03.04.2017 | Stand 02.12.2020, 18:22 Uhr |

Intelligente Regie, fulminante Schauspielerleistung: Szene mit Mehmet Sözer und Pola Jane O'Mara in Ibsens "Baumeister Solness" in der Regie von Christian Stückl. - Foto: Declair

München (DK) Welch unsäglicher Kotzbrocken ist doch dieser Halvard Solness in der Interpretation des Regisseurs Christian Stückl und der kongenialen Darstellung durch Maximilian Brückner. Ein gefeierter, mit zahlreichen Auszeichnungen geradezu überhäufter Stararchitekt ist er gewesen. Doch die Erfolge sind ihm zu Kopf gestiegen, weshalb er nun - von Selbstzweifeln über den Sinn seines bisherigen Lebens und von Zukunftsangst gepeinigt - in einer gewaltigen Lebens- und Schaffenskrise sich befindet. Zum fiesen Arbeitgeber hat er sich entwickelt, der seine Angestellten und die von ihm Abhängigen nicht nur materiell ausbeutet, sondern sie auch psychisch zugrunde richtet.

Eine ideale Stückvorlage also für den Intendanten des Münchner Volkstheaters, dieses Spätwerk des norwegischen Dramatikers Henrik Ibsen (1828-1906) über die gescheiterte Existenz dieses Baumeisters Solness mit geradezu überbordender Regievitalität in Szene zu setzen. Furios lässt Stückl diesen Egomanen wie eine wild gewordene Dogge von der Leine. In einem labyrinthartigen, klaustrophobischen - natürlich ganz symbolischen - Großraumbüro als gläsernem Käfig (von Stefan Hageneier) mit Schiebetüren für all die Fluchten aus der Realität lässt er diesen privat wie beruflich gescheiterten Solness als Psychowrack über die Bühne toben, brüllen und rasen. Als einen exzentrischen Tyrannen und Choleriker führt Brückner diesen Chaoten vor, dass die Glaswände nur so wackeln und die Menschen seiner Umgebung schier verzweifeln.

Nicht durch eigene Leistung kam Solness zu seinem kometenhaften Aufstieg, sondern durch Intrigen gegenüber der Konkurrenz und durch den Besitz eines Grundstückes in bester Wohnlage, das seine Frau in die Ehe mitgebracht hat und das er, nachdem es (auf seine Veranlassung hin) abgebrannt war, parzellierte und nun lukrativ vermarktet. Und die traurige Tatsache, dass seine beiden Kinder durch den Brand ums Leben kamen, versuchte er durch gesteigerte berufliche Aktivitäten und vor allem durch die Verdrängung der Realität vergessen zu machen.

┄┄┄┄┄┄

> AUFGABENSTELLUNG
Prüfe für jede der Aussagen (a), (b) und (c), ob sie mit der Theaterkritik übereinstimmt, und antworte jeweils mit Ja oder Nein samt den entscheidenden Worten der Theaterkritik als wörtlichem Zitat.
(a) Die Rolle des Halvard Solness spielt Maximilian Brückner.
(b) Das gläserne Großraumbüro auf der Bühne stammt von Christian Stückl.
(c) Die beiden Kinder von Solness überlebten den Brand.
Die anschließenden Daten stehen in keinem Zusammenhang mit der Theaterkritik.

┄┄┄┄┄┄

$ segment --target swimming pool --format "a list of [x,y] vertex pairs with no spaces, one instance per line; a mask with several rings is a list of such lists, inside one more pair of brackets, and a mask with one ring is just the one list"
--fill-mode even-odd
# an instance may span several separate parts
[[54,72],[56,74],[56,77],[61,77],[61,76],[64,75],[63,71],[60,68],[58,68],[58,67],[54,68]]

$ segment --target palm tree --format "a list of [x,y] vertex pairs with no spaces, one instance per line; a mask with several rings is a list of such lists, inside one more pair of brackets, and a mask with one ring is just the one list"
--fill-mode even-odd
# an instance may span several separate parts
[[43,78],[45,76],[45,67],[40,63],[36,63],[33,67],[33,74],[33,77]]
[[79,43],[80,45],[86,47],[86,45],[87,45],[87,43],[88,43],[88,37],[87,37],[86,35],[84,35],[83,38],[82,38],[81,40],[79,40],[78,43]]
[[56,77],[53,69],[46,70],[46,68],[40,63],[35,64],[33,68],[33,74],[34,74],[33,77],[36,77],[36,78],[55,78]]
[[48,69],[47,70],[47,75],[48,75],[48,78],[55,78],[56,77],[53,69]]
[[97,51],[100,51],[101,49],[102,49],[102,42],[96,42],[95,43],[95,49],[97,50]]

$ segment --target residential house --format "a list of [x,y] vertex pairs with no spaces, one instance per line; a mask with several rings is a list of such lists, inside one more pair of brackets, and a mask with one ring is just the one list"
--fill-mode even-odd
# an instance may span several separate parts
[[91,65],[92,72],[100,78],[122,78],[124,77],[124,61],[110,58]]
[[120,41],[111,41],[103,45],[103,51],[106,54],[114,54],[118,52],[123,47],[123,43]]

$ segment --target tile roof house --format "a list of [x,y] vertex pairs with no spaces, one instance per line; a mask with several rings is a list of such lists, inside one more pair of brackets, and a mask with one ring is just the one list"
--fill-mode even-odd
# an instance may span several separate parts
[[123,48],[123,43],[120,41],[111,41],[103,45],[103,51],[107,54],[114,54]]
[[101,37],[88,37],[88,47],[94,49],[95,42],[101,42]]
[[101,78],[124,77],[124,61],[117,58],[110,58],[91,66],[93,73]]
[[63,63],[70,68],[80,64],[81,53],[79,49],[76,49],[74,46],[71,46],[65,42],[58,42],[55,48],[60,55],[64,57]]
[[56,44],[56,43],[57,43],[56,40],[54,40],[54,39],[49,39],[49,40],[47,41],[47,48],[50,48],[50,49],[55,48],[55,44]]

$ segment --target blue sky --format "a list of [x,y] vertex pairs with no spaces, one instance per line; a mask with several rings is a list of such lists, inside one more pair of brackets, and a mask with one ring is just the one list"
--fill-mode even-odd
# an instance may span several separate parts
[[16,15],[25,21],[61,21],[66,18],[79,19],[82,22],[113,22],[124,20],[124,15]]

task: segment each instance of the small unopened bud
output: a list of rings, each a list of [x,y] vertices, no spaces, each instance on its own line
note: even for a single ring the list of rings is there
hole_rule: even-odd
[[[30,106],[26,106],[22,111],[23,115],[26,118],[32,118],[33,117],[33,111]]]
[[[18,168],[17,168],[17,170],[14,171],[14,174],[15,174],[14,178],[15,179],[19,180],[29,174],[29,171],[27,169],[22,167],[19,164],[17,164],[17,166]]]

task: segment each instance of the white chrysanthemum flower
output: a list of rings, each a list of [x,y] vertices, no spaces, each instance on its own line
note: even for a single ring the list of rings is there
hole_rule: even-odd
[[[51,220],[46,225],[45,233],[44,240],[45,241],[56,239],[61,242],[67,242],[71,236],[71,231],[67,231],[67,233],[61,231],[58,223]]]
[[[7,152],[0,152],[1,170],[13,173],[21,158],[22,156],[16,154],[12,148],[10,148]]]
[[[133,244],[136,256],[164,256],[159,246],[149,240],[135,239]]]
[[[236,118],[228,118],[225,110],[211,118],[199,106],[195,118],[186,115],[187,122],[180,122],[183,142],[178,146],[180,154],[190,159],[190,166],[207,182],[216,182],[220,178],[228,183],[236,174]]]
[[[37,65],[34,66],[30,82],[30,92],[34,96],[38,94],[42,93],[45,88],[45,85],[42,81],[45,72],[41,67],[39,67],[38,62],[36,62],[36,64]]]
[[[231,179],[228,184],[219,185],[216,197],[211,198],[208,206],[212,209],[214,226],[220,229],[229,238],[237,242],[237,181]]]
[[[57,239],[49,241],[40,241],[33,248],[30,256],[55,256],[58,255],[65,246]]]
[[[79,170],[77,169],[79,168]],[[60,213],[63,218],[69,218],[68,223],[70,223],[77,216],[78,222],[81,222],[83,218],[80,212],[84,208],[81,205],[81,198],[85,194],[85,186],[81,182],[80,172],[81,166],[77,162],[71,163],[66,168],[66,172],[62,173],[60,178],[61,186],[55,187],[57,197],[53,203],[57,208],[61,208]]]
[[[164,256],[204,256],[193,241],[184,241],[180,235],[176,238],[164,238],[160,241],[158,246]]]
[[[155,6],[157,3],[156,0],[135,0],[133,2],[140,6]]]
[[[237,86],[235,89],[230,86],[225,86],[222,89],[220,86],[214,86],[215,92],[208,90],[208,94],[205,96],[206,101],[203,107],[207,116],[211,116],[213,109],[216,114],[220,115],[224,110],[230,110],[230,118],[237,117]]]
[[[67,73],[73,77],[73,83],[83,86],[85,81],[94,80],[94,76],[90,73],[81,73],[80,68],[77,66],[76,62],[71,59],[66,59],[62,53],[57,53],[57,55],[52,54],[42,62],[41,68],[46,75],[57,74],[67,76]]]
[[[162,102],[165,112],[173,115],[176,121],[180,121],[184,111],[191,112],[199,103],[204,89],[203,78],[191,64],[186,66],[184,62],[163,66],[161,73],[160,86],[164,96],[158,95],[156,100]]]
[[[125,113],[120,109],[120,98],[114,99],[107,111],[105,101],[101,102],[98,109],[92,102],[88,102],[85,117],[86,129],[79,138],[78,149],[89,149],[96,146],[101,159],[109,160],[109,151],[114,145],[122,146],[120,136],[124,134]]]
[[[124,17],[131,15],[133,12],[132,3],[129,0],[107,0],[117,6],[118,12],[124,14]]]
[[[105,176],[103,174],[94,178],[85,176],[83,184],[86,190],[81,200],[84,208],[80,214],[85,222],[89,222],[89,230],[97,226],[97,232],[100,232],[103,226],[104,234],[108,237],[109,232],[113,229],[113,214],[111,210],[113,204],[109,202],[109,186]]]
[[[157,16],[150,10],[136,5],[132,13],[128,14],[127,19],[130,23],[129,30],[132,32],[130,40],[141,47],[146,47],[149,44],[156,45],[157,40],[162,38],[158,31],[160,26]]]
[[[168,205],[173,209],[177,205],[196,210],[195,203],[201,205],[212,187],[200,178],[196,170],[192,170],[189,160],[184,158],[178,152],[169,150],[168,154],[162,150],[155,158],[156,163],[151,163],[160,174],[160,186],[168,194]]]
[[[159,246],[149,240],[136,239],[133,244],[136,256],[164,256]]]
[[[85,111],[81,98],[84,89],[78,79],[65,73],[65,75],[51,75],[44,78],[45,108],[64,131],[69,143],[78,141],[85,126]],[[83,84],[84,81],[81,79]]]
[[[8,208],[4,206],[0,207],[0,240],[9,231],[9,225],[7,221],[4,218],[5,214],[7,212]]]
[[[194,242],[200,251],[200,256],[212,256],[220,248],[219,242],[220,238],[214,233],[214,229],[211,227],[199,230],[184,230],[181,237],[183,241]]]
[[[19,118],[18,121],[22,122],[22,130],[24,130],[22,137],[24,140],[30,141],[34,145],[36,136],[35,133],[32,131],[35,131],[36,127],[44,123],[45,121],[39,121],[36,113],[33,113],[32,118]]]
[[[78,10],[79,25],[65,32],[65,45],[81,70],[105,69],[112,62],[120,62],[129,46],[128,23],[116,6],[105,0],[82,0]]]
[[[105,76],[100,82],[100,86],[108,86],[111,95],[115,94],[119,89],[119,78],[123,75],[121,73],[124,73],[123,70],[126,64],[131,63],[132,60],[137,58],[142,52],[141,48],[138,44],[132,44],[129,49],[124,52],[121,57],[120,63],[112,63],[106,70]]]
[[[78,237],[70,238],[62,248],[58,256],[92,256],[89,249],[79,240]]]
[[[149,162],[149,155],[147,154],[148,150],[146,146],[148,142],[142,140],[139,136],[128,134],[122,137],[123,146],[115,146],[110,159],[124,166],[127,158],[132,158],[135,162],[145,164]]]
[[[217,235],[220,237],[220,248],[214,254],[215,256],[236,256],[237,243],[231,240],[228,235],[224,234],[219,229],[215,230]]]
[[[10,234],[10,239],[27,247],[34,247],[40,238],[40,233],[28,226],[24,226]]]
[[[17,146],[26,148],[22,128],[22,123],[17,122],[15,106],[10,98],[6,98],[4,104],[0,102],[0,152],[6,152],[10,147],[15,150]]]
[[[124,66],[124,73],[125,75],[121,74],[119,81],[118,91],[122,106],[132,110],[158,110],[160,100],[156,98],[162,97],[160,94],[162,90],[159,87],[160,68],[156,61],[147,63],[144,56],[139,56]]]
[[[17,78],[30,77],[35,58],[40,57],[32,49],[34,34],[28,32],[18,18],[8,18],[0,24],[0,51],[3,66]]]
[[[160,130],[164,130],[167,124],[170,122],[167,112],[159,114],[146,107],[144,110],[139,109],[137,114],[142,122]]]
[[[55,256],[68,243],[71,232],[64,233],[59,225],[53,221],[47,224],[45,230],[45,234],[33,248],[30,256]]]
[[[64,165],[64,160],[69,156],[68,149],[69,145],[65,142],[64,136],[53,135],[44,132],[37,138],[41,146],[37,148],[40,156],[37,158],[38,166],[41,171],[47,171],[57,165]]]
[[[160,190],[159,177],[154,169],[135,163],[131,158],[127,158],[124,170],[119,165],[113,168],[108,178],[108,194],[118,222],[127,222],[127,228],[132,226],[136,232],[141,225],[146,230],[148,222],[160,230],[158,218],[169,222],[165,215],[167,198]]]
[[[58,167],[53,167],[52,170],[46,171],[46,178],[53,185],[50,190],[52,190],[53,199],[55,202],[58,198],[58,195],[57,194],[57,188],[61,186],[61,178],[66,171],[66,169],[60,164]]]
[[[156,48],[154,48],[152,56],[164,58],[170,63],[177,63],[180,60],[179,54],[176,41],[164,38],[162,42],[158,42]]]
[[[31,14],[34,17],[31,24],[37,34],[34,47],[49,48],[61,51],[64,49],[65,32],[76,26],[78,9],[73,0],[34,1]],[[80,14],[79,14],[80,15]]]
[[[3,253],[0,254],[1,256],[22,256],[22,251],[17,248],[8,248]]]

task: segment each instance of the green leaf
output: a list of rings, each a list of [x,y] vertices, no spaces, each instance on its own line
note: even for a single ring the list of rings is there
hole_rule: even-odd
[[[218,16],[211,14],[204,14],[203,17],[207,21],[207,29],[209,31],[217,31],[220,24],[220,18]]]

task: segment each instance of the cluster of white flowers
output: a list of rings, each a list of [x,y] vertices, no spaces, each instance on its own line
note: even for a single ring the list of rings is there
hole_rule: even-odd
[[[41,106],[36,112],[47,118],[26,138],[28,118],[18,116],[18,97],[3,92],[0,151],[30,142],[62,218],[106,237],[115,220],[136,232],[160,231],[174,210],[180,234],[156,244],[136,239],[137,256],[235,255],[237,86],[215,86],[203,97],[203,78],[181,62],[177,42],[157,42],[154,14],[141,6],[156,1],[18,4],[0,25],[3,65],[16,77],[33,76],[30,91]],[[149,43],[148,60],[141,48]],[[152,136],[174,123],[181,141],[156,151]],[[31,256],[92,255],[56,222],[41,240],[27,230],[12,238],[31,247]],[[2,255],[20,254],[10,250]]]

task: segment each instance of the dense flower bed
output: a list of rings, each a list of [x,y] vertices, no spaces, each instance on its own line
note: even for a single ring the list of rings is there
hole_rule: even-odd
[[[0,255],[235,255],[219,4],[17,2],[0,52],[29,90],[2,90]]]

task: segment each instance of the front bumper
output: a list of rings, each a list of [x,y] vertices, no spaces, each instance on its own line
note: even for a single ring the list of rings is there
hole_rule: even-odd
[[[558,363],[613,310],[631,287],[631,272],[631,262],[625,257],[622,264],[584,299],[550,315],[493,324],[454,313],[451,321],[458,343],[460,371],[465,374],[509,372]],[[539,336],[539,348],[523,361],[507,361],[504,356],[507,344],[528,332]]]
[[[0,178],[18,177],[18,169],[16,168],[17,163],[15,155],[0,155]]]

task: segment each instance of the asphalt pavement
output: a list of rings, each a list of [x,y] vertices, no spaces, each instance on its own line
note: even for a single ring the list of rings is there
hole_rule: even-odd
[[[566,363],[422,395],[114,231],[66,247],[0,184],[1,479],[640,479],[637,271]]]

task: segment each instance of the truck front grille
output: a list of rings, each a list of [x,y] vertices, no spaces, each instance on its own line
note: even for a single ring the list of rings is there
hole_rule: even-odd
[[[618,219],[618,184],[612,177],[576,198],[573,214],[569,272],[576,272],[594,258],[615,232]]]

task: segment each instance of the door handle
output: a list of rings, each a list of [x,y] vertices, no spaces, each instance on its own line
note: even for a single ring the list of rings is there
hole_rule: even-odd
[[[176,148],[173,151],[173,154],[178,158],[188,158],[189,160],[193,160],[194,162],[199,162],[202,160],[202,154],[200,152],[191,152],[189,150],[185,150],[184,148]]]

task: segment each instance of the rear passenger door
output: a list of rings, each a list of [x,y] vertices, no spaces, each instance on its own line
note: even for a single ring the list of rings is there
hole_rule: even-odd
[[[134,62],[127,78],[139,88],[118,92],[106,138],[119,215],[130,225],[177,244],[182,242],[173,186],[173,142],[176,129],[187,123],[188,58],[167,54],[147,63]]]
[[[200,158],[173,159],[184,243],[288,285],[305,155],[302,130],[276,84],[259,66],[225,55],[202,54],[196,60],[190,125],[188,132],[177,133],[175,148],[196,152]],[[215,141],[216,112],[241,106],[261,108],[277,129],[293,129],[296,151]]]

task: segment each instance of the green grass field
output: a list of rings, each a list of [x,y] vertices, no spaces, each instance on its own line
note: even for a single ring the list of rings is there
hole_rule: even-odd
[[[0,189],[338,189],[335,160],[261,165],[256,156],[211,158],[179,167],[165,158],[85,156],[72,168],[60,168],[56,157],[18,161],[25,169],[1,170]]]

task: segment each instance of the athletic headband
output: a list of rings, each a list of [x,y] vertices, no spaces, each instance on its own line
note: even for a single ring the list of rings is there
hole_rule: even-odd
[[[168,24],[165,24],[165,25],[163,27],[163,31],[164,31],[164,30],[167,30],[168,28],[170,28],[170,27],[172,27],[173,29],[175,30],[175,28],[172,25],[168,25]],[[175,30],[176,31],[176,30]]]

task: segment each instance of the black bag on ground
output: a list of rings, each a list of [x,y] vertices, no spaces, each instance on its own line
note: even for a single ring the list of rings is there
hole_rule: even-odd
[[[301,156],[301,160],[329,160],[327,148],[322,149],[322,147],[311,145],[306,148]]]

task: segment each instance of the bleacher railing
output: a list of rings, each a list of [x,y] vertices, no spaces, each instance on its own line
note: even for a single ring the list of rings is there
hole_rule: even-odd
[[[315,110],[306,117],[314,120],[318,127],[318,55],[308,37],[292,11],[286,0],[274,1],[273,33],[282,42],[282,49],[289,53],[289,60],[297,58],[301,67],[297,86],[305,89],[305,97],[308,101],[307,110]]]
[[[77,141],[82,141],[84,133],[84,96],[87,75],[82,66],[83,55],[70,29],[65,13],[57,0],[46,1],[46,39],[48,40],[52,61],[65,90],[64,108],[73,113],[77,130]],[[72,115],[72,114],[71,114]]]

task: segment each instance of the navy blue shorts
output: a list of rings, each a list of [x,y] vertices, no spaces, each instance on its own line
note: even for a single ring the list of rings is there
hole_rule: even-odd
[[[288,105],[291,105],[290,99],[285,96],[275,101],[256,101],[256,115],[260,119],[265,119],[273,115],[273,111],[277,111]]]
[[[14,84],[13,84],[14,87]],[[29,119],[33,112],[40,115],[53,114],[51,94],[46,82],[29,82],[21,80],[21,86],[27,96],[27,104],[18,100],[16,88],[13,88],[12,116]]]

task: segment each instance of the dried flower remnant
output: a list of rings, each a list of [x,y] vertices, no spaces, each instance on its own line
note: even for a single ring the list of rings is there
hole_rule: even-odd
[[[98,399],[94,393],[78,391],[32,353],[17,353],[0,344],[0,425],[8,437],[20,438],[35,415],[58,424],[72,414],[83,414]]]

┄┄┄┄┄┄

> ERGEBNIS
(a) Ja: „der kongenialen Darstellung durch Maximilian Brückner“
(b) Nein: „Großraumbüro als gläsernem Käfig (von Stefan Hageneier)“
(c) Nein: „dass seine beiden Kinder durch den Brand ums Leben kamen“